Copy out, character for character, the part of the records that opens with the line containing "Look at the image above and tell me: does any dirt" and closes with the line containing "32, 190, 66]]", with both of those lines included.

(Extracts from box-labeled datasets)
···

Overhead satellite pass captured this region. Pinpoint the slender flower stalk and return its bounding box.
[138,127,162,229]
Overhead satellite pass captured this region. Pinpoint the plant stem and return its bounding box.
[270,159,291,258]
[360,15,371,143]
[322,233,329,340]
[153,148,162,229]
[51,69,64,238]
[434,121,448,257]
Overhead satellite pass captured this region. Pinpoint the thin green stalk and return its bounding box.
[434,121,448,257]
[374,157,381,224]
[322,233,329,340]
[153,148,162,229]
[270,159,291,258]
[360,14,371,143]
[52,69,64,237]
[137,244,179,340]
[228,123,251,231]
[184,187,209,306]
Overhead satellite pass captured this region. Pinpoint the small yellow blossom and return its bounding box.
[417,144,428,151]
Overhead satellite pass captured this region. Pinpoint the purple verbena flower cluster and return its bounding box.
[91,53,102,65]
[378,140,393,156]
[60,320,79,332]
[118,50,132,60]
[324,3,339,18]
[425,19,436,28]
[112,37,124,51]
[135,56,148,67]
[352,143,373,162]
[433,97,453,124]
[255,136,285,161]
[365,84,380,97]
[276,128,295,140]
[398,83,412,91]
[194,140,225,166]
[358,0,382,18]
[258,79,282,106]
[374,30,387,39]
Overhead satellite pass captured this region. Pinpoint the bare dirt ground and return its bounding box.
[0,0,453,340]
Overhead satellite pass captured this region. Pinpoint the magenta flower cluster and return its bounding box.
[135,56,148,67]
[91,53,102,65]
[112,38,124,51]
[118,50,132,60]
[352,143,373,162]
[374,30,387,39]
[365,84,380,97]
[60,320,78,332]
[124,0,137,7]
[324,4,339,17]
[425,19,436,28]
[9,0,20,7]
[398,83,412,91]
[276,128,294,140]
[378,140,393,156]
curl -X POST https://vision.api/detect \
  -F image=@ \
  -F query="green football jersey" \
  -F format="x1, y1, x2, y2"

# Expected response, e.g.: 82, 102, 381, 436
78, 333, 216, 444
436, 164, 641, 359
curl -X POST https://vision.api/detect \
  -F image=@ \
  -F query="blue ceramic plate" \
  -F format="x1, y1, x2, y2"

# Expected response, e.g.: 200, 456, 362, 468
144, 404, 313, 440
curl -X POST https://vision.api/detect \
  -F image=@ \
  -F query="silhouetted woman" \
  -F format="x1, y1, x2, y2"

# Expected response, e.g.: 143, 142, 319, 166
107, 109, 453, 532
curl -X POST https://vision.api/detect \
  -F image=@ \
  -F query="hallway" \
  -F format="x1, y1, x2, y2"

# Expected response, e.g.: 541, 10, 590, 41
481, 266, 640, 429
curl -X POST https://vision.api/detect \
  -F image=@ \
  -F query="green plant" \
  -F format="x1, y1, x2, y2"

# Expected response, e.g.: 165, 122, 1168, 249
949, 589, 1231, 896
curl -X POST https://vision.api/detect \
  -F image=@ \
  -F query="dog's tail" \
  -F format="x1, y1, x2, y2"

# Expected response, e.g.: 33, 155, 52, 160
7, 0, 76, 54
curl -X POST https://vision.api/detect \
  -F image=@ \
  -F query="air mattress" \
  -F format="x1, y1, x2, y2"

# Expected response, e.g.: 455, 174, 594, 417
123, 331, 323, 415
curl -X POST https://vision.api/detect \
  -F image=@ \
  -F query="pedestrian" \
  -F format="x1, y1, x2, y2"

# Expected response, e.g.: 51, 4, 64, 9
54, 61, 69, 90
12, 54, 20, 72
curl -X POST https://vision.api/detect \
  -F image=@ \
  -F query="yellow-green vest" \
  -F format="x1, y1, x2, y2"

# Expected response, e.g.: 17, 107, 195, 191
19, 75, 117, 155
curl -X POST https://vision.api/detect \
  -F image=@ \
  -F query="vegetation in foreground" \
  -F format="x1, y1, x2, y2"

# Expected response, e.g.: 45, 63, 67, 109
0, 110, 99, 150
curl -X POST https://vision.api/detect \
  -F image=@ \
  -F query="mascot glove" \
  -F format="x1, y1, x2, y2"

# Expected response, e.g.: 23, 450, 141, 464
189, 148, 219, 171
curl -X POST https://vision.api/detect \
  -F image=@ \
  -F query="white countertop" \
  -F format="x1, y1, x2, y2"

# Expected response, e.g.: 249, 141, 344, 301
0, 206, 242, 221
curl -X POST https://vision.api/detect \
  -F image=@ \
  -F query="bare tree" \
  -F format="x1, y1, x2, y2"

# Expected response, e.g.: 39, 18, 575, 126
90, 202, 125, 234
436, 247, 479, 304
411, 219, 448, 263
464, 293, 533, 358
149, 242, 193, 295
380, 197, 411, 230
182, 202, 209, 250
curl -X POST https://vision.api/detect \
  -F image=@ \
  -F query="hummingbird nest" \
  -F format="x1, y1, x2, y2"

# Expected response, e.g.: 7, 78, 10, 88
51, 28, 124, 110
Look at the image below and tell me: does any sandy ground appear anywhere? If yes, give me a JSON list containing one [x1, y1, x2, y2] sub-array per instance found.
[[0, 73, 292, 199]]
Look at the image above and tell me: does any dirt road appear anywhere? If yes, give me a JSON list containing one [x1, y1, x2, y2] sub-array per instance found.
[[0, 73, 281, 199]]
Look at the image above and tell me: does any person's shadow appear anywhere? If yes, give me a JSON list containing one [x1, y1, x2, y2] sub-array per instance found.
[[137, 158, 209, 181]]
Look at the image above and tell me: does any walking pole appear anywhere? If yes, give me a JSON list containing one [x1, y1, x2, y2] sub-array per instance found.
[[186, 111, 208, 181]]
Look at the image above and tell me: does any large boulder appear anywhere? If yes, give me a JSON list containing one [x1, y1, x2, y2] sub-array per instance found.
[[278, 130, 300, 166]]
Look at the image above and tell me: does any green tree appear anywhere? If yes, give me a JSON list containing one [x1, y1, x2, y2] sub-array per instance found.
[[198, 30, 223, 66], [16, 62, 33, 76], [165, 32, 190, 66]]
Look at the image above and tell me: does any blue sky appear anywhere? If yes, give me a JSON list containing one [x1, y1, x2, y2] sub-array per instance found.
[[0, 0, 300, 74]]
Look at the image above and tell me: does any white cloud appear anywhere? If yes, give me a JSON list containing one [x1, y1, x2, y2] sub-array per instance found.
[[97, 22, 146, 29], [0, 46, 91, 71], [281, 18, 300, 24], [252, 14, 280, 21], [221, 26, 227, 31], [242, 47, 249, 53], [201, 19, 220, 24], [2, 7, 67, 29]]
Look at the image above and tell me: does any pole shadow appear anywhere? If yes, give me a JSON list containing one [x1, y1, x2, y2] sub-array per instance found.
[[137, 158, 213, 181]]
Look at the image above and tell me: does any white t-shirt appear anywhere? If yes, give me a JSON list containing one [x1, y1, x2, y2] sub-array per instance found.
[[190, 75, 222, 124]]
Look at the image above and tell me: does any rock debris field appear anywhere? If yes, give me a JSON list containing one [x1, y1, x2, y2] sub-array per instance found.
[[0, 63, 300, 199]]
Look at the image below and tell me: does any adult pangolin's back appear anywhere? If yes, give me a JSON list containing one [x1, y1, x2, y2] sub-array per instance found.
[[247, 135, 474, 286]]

···

TASK OUTPUT:
Look at the image above and tell me: does any dirt road appear anywhere? If yes, give me a JSON list containing one [x1, y1, x2, y2] sub-array per instance found.
[[0, 73, 281, 199]]
Look at the image above and tell me: does any person's shadow appear anywhere? If yes, give me a JSON list containing one [x1, y1, x2, y2] sub-array per instance found.
[[137, 158, 209, 181]]
Look at the image above and tell me: does any walking pole appear anywhere? If yes, give me a JSON list containing one [x1, y1, x2, y2] sub-array per instance found.
[[186, 111, 208, 181]]
Look at the image above and tell me: does any large boulder appear anywhere? If yes, give me a JSON list containing one [x1, y1, x2, y2] sub-array per instance found.
[[278, 130, 300, 166]]
Look at the image above and tell me: does any green tree appear anywhere? If yes, give me a JSON list containing one [x1, y1, x2, y2] sub-array per instance found.
[[198, 30, 223, 66], [16, 62, 33, 76], [165, 32, 190, 66]]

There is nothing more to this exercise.